Input data:
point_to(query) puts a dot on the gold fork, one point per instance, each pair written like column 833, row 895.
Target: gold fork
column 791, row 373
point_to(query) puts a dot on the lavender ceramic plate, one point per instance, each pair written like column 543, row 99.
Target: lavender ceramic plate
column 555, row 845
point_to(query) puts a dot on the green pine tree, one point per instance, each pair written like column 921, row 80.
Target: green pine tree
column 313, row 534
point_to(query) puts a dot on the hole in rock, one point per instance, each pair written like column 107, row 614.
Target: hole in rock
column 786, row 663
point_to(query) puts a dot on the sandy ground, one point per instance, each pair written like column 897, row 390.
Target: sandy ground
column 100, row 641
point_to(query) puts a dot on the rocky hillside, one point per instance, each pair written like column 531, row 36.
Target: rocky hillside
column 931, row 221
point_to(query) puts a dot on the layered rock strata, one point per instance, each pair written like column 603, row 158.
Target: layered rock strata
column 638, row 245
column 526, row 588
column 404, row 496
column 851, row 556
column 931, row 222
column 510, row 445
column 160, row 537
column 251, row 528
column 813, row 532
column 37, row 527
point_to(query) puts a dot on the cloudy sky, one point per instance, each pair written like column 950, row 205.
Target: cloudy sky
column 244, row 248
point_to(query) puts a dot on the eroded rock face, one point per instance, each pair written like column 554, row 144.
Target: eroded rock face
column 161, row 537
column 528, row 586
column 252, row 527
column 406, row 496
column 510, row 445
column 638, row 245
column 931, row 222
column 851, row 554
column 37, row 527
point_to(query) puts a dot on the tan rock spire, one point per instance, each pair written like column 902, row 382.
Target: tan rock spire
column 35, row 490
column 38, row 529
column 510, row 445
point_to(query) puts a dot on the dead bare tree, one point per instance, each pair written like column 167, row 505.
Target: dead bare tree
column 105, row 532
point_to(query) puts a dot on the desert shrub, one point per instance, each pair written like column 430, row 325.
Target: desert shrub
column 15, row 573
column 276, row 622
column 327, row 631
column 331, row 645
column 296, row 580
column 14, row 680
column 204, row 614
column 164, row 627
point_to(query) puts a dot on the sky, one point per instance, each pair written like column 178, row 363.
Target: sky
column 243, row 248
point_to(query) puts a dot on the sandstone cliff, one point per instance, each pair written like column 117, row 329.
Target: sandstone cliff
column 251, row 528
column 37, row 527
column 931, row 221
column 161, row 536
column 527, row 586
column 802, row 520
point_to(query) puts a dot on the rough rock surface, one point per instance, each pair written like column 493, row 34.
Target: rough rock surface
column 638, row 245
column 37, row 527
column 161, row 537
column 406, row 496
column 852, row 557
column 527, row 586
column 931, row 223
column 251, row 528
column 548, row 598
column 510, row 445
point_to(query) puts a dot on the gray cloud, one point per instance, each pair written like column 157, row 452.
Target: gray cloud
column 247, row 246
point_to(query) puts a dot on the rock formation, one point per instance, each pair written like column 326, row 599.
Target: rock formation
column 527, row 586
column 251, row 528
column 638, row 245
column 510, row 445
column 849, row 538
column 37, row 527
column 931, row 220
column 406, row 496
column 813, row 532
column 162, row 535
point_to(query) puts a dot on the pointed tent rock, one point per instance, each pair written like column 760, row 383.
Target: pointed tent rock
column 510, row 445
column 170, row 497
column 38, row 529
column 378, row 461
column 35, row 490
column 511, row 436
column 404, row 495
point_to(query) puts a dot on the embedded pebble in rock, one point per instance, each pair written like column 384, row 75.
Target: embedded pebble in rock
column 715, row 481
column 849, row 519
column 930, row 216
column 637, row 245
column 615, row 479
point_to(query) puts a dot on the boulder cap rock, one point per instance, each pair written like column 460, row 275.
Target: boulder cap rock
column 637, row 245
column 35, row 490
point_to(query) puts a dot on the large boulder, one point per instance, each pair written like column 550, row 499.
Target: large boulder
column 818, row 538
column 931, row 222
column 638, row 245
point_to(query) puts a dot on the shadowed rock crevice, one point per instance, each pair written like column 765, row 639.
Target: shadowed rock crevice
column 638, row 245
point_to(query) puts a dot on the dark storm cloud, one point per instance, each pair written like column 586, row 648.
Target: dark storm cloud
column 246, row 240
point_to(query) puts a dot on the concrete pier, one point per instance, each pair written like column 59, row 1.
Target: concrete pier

Work instructions:
Copy out the whole listing exactly; please set it all down.

The response:
point_to(query) puts a dot on the gold fork, one point per instance, each pair written like column 833, row 895.
Target: gold fork
column 791, row 373
point_to(query) puts a dot on the lavender ceramic plate, one point per instance, each pair written like column 543, row 99.
Target: lavender ceramic plate
column 555, row 845
point_to(query) puts a dot on the green pine tree, one point per instance, each pair written like column 921, row 80.
Target: green pine tree
column 313, row 534
point_to(query) puts a dot on the hole in rock, one point per instance, each pair written like column 107, row 614.
Target: hole in rock
column 786, row 663
point_to(query) puts a dot on the sandy ground, one point per instance, each pair written like column 897, row 390.
Target: sandy ground
column 100, row 641
point_to(query) puts a dot on the rocky hillside, one point per instance, each pair written like column 531, row 36.
Target: rocky hillside
column 931, row 221
point_to(query) puts a dot on the layered rock strata, one point per instance, each pair written like column 603, row 158.
Target: layered rock strata
column 638, row 245
column 526, row 588
column 404, row 496
column 851, row 556
column 931, row 222
column 510, row 445
column 160, row 537
column 251, row 528
column 813, row 532
column 37, row 527
point_to(query) puts a dot on the cloudy sky, one point per instance, each pair written like column 950, row 205.
Target: cloudy sky
column 244, row 248
point_to(query) puts a dot on the eroded rock face, one point per instance, each pair written like column 554, row 144.
Target: eroded rock face
column 161, row 537
column 528, row 586
column 252, row 527
column 406, row 496
column 510, row 445
column 638, row 245
column 931, row 222
column 851, row 554
column 37, row 527
point_to(query) puts a dot on the tan rock spire, one point per instance, each pair written like column 902, row 382.
Target: tan rock spire
column 35, row 490
column 38, row 529
column 510, row 445
point_to(query) puts a dot on the dead bare tree, one point per instance, each pair written like column 167, row 505.
Target: dead bare tree
column 105, row 532
point_to(query) puts a dot on the desert shrub, one point per instance, each pair written like column 430, row 325.
Target: desert shrub
column 15, row 573
column 276, row 622
column 327, row 631
column 331, row 645
column 296, row 580
column 14, row 680
column 204, row 614
column 164, row 627
point_to(query) puts a dot on the sky, one point per instance, each pair written like column 178, row 363.
Target: sky
column 243, row 248
point_to(query) puts a dot on the sandstone cliff, one point per instance, each pair written like column 117, row 329.
Target: sandstone cliff
column 251, row 528
column 37, row 527
column 931, row 221
column 161, row 536
column 527, row 586
column 802, row 520
point_to(query) puts a dot on the rough rock surface, one point per instance, each pair written like column 493, row 34.
Target: rough rock surface
column 638, row 245
column 37, row 527
column 161, row 537
column 406, row 496
column 852, row 557
column 527, row 586
column 931, row 223
column 251, row 528
column 548, row 598
column 510, row 445
point_to(query) puts a dot on the gray cloud, one point per instance, each pair written like column 157, row 452.
Target: gray cloud
column 247, row 246
point_to(query) puts a dot on the rock formation, one point per instance, each pair written like column 326, row 599.
Target: rock formation
column 527, row 586
column 251, row 528
column 638, row 245
column 510, row 445
column 849, row 538
column 37, row 527
column 931, row 220
column 406, row 496
column 813, row 532
column 162, row 535
point_to(query) puts a dot on the pointed tent rock, one point per instance, each pair written like column 760, row 383.
Target: pointed tent rock
column 510, row 445
column 170, row 497
column 38, row 529
column 378, row 461
column 35, row 490
column 511, row 436
column 404, row 495
point_to(query) puts a dot on the embedded pebble in rock, one point per instance, each pair written like column 384, row 75.
Target: embedded pebble in rock
column 715, row 481
column 849, row 519
column 930, row 216
column 637, row 245
column 615, row 479
point_to(query) puts a dot on the boulder cap rock, one point per instance, each pair written like column 460, row 275.
Target: boulder cap rock
column 637, row 245
column 35, row 490
point_to(query) puts a dot on the large boulder, one point per instance, each pair written like column 550, row 499.
Target: large boulder
column 818, row 538
column 931, row 222
column 638, row 245
point_to(query) puts a dot on the shadowed rock crevice, one point per instance, each pair written like column 765, row 639.
Target: shadowed rock crevice
column 638, row 245
point_to(query) puts a dot on the dark storm cloud, one point per instance, each pair written like column 586, row 648.
Target: dark storm cloud
column 246, row 240
point_to(query) puts a dot on the concrete pier, one point per instance, each pair written like column 59, row 1.
Target: concrete pier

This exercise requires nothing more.